EXERCISE INSTRUCTIONS: Copy out the records from the line with "Place a point on the aircraft horizontal" to the line with "<point>217,200</point>", requests included, and add 36 to every coordinate in the answers.

DATASET CONTENT:
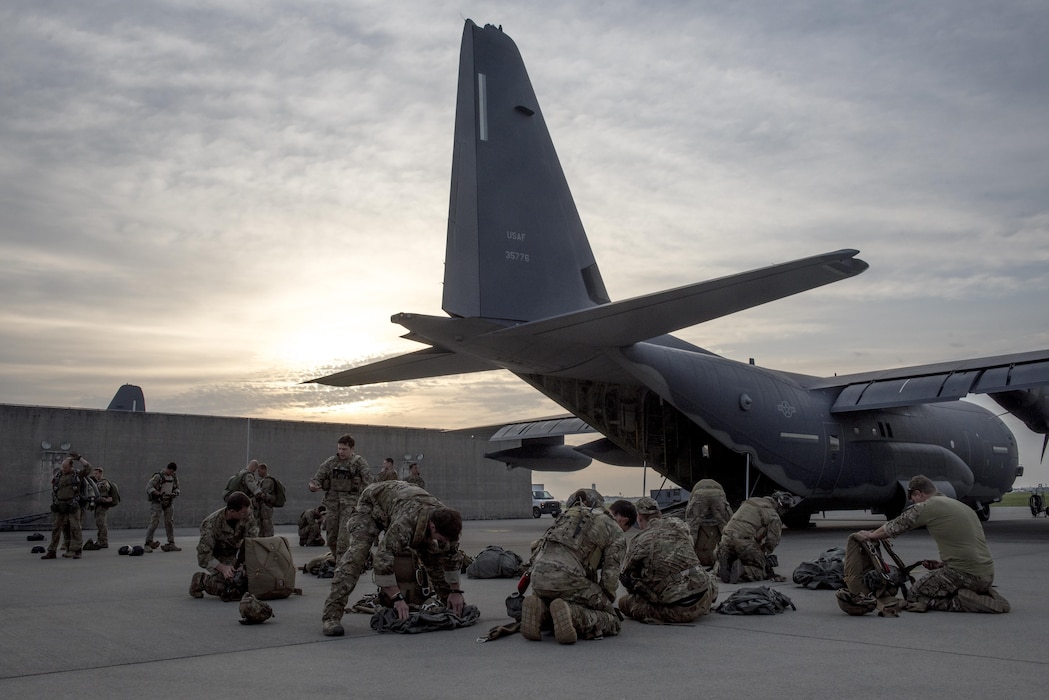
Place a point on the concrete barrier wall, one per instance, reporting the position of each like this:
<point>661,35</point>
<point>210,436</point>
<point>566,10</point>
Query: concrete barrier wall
<point>132,446</point>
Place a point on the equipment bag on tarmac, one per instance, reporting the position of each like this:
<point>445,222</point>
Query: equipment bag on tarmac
<point>827,571</point>
<point>270,568</point>
<point>760,600</point>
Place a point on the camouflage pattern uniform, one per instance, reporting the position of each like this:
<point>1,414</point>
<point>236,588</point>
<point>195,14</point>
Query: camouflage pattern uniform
<point>403,511</point>
<point>664,577</point>
<point>342,481</point>
<point>263,507</point>
<point>65,510</point>
<point>578,560</point>
<point>162,505</point>
<point>707,514</point>
<point>753,532</point>
<point>220,543</point>
<point>107,489</point>
<point>309,528</point>
<point>963,550</point>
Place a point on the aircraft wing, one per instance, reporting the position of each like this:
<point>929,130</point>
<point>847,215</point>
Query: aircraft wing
<point>625,322</point>
<point>943,381</point>
<point>427,362</point>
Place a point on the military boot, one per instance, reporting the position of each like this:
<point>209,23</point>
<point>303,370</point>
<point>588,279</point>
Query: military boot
<point>564,631</point>
<point>532,613</point>
<point>196,585</point>
<point>987,602</point>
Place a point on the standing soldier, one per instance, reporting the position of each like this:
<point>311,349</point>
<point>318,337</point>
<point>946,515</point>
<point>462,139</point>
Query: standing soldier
<point>265,501</point>
<point>162,490</point>
<point>575,571</point>
<point>413,476</point>
<point>342,478</point>
<point>109,496</point>
<point>707,514</point>
<point>245,481</point>
<point>311,524</point>
<point>412,521</point>
<point>751,536</point>
<point>65,506</point>
<point>663,577</point>
<point>389,470</point>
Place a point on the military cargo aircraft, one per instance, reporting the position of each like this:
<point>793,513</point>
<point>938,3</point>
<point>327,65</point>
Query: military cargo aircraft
<point>523,293</point>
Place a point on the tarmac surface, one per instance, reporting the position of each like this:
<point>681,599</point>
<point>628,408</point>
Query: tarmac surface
<point>109,626</point>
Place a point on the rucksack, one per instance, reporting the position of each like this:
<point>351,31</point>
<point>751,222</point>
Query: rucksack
<point>495,563</point>
<point>270,568</point>
<point>760,600</point>
<point>827,571</point>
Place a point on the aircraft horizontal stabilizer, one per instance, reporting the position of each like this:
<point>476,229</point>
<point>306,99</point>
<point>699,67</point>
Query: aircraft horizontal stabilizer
<point>427,362</point>
<point>943,381</point>
<point>634,320</point>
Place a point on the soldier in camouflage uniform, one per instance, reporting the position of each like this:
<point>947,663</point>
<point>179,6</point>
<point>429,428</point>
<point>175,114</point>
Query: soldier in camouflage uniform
<point>311,523</point>
<point>963,578</point>
<point>65,506</point>
<point>389,470</point>
<point>414,522</point>
<point>574,571</point>
<point>707,514</point>
<point>413,476</point>
<point>162,490</point>
<point>222,534</point>
<point>263,503</point>
<point>248,482</point>
<point>750,536</point>
<point>663,576</point>
<point>109,496</point>
<point>342,478</point>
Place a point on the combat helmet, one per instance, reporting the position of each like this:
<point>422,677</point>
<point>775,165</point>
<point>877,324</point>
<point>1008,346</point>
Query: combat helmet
<point>855,603</point>
<point>254,611</point>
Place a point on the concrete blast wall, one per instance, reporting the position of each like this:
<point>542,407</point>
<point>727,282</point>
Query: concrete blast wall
<point>132,446</point>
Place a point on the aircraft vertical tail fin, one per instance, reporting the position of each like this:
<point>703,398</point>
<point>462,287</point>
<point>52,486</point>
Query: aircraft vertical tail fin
<point>516,249</point>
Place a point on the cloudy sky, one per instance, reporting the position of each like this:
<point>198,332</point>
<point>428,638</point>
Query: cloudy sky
<point>217,200</point>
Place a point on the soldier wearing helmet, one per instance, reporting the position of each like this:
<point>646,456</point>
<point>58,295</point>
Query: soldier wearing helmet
<point>751,536</point>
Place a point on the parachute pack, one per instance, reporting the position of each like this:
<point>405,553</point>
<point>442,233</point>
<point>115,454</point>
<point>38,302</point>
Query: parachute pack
<point>495,563</point>
<point>827,571</point>
<point>758,600</point>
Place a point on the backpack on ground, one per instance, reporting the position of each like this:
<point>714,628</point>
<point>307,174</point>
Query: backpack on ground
<point>760,600</point>
<point>827,571</point>
<point>495,563</point>
<point>270,568</point>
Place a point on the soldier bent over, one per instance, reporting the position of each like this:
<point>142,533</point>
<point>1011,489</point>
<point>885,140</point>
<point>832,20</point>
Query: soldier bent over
<point>413,520</point>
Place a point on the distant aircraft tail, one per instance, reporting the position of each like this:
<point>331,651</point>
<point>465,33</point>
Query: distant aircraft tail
<point>128,397</point>
<point>516,249</point>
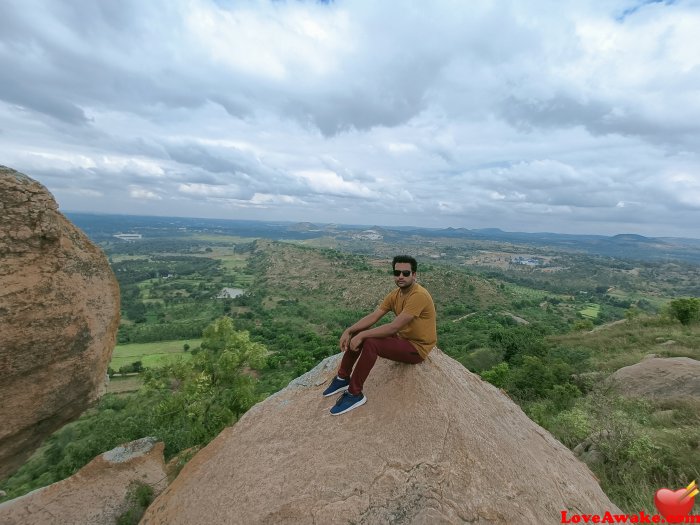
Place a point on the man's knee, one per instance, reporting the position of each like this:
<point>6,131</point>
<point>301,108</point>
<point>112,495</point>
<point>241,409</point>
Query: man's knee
<point>371,344</point>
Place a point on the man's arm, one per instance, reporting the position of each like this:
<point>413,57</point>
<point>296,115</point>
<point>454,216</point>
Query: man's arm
<point>386,330</point>
<point>364,323</point>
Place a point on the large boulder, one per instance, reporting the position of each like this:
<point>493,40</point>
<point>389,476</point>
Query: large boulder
<point>434,444</point>
<point>98,493</point>
<point>59,314</point>
<point>671,378</point>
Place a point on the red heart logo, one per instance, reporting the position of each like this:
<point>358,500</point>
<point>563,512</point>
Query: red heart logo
<point>673,505</point>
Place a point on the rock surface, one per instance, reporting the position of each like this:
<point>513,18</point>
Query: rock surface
<point>660,378</point>
<point>97,493</point>
<point>59,313</point>
<point>434,444</point>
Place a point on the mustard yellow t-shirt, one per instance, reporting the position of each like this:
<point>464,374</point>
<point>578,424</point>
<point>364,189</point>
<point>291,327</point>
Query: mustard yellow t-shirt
<point>422,331</point>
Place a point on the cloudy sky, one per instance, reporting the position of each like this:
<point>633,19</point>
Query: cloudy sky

OUTPUT OF THE EXERCISE:
Place a point on the aircraft horizontal stabilizer, one per instance, reporting the position of each like this:
<point>476,229</point>
<point>306,99</point>
<point>699,67</point>
Query: aircraft horizontal stabilizer
<point>463,398</point>
<point>979,417</point>
<point>670,356</point>
Place a point on the soldier in camouflage uniform, one per instance, reporting the position of each like this:
<point>947,663</point>
<point>179,6</point>
<point>429,428</point>
<point>175,114</point>
Query: soldier in camouflage uniform
<point>347,559</point>
<point>999,614</point>
<point>101,542</point>
<point>425,506</point>
<point>450,558</point>
<point>610,607</point>
<point>743,550</point>
<point>449,512</point>
<point>198,526</point>
<point>258,570</point>
<point>299,539</point>
<point>284,518</point>
<point>786,572</point>
<point>699,612</point>
<point>145,532</point>
<point>378,514</point>
Place a point on the combat helmet, one per instance, reporting the position of each like this:
<point>422,677</point>
<point>775,165</point>
<point>877,324</point>
<point>1008,346</point>
Query: combat helmet
<point>891,639</point>
<point>290,647</point>
Place a point on the concrete blast wall, one per instance, reporting the position of each like this:
<point>542,407</point>
<point>727,282</point>
Query: concrete blast wall
<point>168,482</point>
Place a point on the aircraft vertical tail fin, one per instance, reporting the position of each like this:
<point>703,398</point>
<point>462,287</point>
<point>52,486</point>
Query: aircraft vertical tail fin
<point>552,285</point>
Place a point on the cloudy sky, one per instance, reporting the position of each like this:
<point>198,332</point>
<point>428,638</point>
Query: cloudy sky
<point>253,236</point>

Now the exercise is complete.